━━━━━ TASK INPUT ━━━━━
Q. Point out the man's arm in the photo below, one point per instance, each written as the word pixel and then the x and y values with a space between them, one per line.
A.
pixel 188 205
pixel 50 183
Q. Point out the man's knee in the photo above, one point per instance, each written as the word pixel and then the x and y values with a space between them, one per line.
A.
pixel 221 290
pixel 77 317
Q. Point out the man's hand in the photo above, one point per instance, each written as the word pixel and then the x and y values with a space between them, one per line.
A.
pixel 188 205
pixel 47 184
━━━━━
• WHAT IS EXPECTED:
Update the records above by replacing "Point out" with "Mark" everywhere it appears, and leave everything else unchanged.

• FINAL ANSWER:
Q. Mark the man's arm in the photo below, one point per instance, each written as the word pixel and then the x and y values with a space between them, one per line.
A.
pixel 188 205
pixel 50 183
Q. Mark the man's knee in the photo above, one point per instance, each written as the word pixel and then the x and y values with a space between them, one per line.
A.
pixel 221 290
pixel 77 317
Q. Mark the man's hand in the photo above, one point per instance, each written as the word pixel and then the x and y values with a space between them, one per line.
A.
pixel 188 205
pixel 47 184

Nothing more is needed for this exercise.